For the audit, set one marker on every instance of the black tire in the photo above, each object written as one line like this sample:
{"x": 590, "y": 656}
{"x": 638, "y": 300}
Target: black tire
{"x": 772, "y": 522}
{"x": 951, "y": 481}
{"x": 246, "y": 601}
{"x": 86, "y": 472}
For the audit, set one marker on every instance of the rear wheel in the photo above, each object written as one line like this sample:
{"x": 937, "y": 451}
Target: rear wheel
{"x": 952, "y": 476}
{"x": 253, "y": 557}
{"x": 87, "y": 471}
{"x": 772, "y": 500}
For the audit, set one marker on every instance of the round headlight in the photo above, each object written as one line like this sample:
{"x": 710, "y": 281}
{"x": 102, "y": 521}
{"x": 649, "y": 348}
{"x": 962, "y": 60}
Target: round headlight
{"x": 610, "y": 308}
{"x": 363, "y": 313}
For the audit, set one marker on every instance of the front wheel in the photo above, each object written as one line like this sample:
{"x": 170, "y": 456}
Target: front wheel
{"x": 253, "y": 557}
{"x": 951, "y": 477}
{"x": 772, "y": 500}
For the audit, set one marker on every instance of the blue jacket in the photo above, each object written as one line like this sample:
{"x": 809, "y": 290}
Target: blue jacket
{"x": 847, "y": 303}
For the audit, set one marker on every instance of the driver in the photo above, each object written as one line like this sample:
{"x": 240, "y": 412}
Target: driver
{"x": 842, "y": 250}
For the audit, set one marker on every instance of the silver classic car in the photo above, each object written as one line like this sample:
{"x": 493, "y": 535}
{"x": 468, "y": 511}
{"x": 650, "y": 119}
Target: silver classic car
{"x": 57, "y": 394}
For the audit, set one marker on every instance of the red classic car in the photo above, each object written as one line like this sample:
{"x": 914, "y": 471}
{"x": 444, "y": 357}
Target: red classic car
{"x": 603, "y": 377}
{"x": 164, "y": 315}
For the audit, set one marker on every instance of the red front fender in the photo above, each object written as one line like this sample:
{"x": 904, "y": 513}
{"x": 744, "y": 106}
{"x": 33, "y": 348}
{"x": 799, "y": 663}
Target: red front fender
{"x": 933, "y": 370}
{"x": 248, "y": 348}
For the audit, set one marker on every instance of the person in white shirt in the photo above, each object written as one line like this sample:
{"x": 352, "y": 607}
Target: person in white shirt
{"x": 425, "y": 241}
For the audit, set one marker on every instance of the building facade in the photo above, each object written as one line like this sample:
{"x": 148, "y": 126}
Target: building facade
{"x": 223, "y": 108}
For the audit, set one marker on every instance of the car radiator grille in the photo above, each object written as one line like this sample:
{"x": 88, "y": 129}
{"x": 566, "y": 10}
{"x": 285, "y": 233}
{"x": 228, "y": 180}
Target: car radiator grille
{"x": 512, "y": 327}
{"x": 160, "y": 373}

═══

■ Exercise requirements:
Write out every record shown above, word for word.

■ Written answer:
For the audit, set one marker on every instance of the black tire in the photo above, each object written as one line like this sample:
{"x": 590, "y": 656}
{"x": 638, "y": 300}
Target: black tire
{"x": 772, "y": 522}
{"x": 951, "y": 481}
{"x": 246, "y": 601}
{"x": 86, "y": 472}
For the audit, set one marker on every instance of the rear wheel in the photo above, each object written as one line like this sample:
{"x": 937, "y": 451}
Target: rear wheel
{"x": 952, "y": 476}
{"x": 253, "y": 557}
{"x": 87, "y": 471}
{"x": 772, "y": 500}
For the audit, set one marker on every instance of the round headlight in the photo above, each object written as one line like this sample:
{"x": 710, "y": 281}
{"x": 102, "y": 521}
{"x": 649, "y": 348}
{"x": 962, "y": 60}
Target: round headlight
{"x": 610, "y": 308}
{"x": 363, "y": 313}
For the audit, set one marker on every instance of the front wheel in the photo above, each object written as one line like this sample:
{"x": 170, "y": 456}
Target: front wheel
{"x": 253, "y": 557}
{"x": 951, "y": 477}
{"x": 772, "y": 500}
For the audit, set one marker on every instance of the blue jacket in the photo above, each object written as one line like this sample:
{"x": 809, "y": 290}
Target: blue jacket
{"x": 847, "y": 303}
For the audit, set one marker on every instance of the driver in the photo above, each object written as one line like this sample:
{"x": 240, "y": 412}
Target: driver
{"x": 842, "y": 250}
For the audit, set one marker on every instance of the silver classic car in the photo above, each object written as one line like this sample:
{"x": 493, "y": 535}
{"x": 468, "y": 511}
{"x": 650, "y": 119}
Target: silver classic car
{"x": 57, "y": 394}
For the audit, set one marker on every instance of the red classic car in the photo above, each object written as one line like this sample:
{"x": 914, "y": 471}
{"x": 444, "y": 357}
Target: red classic car
{"x": 603, "y": 377}
{"x": 164, "y": 315}
For the audit, set one marker on every instance of the red front fender in the photo above, each object written as one line like this sample:
{"x": 904, "y": 513}
{"x": 744, "y": 106}
{"x": 33, "y": 348}
{"x": 799, "y": 663}
Target: red front fender
{"x": 933, "y": 370}
{"x": 248, "y": 348}
For the audit, set one marker on every instance of the person in white shirt in the photo above, each object written as one line like this sample:
{"x": 352, "y": 607}
Target: person in white shirt
{"x": 425, "y": 241}
For the audit, set one marker on every instance of the building facade in the photo above, each object written as one line like this sample:
{"x": 148, "y": 126}
Target: building facade
{"x": 223, "y": 108}
For the audit, set one marker on every instance of the car radiator grille in the photo above, each object written as one line like this sample:
{"x": 88, "y": 129}
{"x": 566, "y": 10}
{"x": 285, "y": 233}
{"x": 228, "y": 180}
Target: car radiator grille
{"x": 512, "y": 327}
{"x": 160, "y": 373}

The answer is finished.